__Soal A__
Kutip bagian teks tentang konsumsi minuman beralkohol, mulai dari "Data WHO menunjukkan, 30" sampai dengan "menunda pengambilan barang.".
__Soal B__
Ambil setiap baris catatan yang memuat kata "capital", dengan memperhatikan huruf besar dan huruf kecil.

__Kutipan halaman__
= = = = = = =
Rendahnya tingkat konsumsi alkohol ini cukup janggal. Hal ini karena tingkat konsumsi minuman alkohol di Thailand mencapai 7,1 liter per kapita per tahun, tingkat konsumsi Vietnam 6,6 liter per kapita per tahun, dan Kamboja mencapai 5,5 liter per kapita per tahun.
Data WHO menunjukkan, 30 persen dari total peredaran minuman beralkohol yang beredar di dunia saat ini adalah ilegal, mayoritas berasal dari Asia Tenggara. ”Indonesia kan penduduk yang terbanyak di Asia Tenggara. Konsumsi sepertinya terlalu kecil. Barangkali banyak yang tidak tercatat secara legal,” ujar Bambang.
Ia mengatakan, sebagai produsen legal yang dijejali berbagai aturan, mereka merasa dirugikan dengan munculnya kasus korban karena minuman oplosan zat berbahaya. Karena ramai pemberitaan, distributor banyak yang menunda pengambilan barang.
”Penjualan tentu susut. Mereka melihat keadaan terlebih dahulu,” ujar Bambang.
Ke depan, ia berharap ada upaya pemerintah untuk membuat regulasi yang bisa ampuh menangkal peredaran minuman oplosan dengan zat berbahaya. Ia mengusulkan adalah dengan mendorong minuman fermentasi Nusantara atau tradisional untuk dilegalkan serta distandardisasi keamanan dan mutunya.
”Fermentasi Nusantara ini banyak sekali jenisnya. Barangkali bisa didorong menjadi alternatif juga,” ujar Bambang.
Kriminolog Universitas Indonesia, Arthur Josias Simon Runturambi, pun berpandangan, pemerintah selama ini lebih sibuk mengendalikan peredaran miras impor dibandingkan memperhatikan potensi produksi miras di dalam negeri. Sementara, pada kenyataannya, ada sebagian kelompok masyarakat yang ingin mengonsumsi minuman itu.
”Miras yang diproduksi masyarakat itu ada banyak ragamnya, dan diproduksi dari hasil pertanian, bukan dari bahan berbahaya, seperti metanol,” katanya.
= = = = = = =
__Catatan__

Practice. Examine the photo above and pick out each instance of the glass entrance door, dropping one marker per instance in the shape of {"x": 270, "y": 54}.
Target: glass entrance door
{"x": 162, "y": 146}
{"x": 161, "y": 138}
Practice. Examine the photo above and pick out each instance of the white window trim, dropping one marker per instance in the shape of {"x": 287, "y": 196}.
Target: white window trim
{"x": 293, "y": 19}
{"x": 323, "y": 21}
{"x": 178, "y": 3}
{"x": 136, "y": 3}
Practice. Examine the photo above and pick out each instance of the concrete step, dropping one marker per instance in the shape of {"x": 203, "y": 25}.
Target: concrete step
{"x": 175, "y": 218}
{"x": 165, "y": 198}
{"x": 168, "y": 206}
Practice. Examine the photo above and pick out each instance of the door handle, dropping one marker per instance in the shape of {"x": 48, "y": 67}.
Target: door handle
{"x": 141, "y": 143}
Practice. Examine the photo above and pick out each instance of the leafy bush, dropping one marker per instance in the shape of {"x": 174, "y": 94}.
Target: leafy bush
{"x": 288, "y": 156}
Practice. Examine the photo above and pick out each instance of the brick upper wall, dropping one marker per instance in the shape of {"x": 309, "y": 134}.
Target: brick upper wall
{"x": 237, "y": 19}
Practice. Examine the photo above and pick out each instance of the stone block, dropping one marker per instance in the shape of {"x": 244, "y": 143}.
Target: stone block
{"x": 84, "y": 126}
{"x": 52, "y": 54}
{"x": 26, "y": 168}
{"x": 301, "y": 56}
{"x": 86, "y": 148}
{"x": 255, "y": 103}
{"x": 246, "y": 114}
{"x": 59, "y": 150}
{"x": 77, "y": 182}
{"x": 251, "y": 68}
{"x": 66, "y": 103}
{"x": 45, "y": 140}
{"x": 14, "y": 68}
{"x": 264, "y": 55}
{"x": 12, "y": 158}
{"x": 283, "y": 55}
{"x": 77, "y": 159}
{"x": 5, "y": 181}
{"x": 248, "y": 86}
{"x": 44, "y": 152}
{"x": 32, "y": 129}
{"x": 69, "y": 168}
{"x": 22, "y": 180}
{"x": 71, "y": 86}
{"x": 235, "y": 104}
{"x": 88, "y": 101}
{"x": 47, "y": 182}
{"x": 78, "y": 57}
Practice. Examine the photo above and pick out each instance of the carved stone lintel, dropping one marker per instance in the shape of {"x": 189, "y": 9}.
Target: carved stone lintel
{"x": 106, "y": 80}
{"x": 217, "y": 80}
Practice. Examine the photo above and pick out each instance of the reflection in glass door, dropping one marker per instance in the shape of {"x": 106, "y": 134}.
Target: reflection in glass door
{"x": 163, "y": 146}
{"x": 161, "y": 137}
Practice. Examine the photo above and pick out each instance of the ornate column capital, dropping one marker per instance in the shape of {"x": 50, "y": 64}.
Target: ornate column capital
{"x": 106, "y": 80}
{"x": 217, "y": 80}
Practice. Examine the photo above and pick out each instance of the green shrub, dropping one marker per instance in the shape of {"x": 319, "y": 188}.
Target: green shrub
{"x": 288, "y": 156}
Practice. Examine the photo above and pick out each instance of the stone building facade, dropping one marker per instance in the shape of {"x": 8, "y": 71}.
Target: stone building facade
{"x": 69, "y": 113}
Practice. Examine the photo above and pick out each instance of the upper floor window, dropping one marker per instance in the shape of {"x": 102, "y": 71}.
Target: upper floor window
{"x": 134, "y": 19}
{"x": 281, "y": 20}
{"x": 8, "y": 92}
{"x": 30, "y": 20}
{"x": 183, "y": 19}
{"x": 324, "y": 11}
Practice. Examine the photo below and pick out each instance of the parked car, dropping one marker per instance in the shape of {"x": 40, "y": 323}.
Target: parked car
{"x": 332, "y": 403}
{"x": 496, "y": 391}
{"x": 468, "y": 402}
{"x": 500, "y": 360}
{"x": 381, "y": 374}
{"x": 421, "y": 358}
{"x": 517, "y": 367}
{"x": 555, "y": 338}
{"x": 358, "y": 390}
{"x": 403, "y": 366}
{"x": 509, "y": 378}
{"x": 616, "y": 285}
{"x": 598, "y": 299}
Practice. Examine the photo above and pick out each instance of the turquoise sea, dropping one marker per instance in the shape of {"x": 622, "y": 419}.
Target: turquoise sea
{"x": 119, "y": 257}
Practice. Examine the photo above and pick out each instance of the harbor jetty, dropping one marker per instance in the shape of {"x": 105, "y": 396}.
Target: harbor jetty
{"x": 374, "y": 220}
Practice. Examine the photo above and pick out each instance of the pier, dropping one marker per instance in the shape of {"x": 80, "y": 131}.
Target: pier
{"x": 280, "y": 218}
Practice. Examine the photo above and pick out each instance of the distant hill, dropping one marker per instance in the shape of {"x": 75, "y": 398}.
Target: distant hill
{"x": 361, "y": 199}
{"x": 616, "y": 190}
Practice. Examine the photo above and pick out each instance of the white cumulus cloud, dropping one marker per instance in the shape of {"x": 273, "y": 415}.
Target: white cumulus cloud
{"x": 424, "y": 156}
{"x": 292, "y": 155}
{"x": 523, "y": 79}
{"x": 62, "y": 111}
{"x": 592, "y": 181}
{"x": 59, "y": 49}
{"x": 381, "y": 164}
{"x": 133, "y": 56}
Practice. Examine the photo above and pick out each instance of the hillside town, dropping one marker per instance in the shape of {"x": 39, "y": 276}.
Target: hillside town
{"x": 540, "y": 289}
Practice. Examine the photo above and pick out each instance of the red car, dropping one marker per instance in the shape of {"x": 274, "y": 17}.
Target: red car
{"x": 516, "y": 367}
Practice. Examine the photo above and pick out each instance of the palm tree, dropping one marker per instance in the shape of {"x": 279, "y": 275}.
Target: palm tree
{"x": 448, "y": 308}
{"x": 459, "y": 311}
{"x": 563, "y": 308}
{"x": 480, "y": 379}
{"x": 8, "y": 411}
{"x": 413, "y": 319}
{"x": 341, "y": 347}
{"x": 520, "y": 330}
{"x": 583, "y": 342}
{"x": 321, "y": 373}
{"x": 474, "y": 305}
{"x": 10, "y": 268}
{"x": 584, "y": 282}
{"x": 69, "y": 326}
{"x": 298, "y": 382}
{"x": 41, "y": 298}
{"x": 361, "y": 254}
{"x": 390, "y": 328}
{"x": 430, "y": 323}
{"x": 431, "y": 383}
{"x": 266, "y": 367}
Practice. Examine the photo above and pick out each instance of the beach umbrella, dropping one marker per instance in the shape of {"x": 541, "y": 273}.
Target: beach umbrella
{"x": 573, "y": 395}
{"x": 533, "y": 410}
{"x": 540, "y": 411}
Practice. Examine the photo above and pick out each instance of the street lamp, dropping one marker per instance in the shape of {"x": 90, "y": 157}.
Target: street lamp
= = = = = = =
__Hasil A__
Data WHO menunjukkan, 30 persen dari total peredaran minuman beralkohol yang beredar di dunia saat ini adalah ilegal, mayoritas berasal dari Asia Tenggara. ”Indonesia kan penduduk yang terbanyak di Asia Tenggara. Konsumsi sepertinya terlalu kecil. Barangkali banyak yang tidak tercatat secara legal,” ujar Bambang.
Ia mengatakan, sebagai produsen legal yang dijejali berbagai aturan, mereka merasa dirugikan dengan munculnya kasus korban karena minuman oplosan zat berbahaya. Karena ramai pemberitaan, distributor banyak yang menunda pengambilan barang.

__Hasil B__
Practice. Examine the photo above and pick out each instance of the ornate column capital, dropping one marker per instance in the shape of {"x": 50, "y": 64}.
Target: ornate column capital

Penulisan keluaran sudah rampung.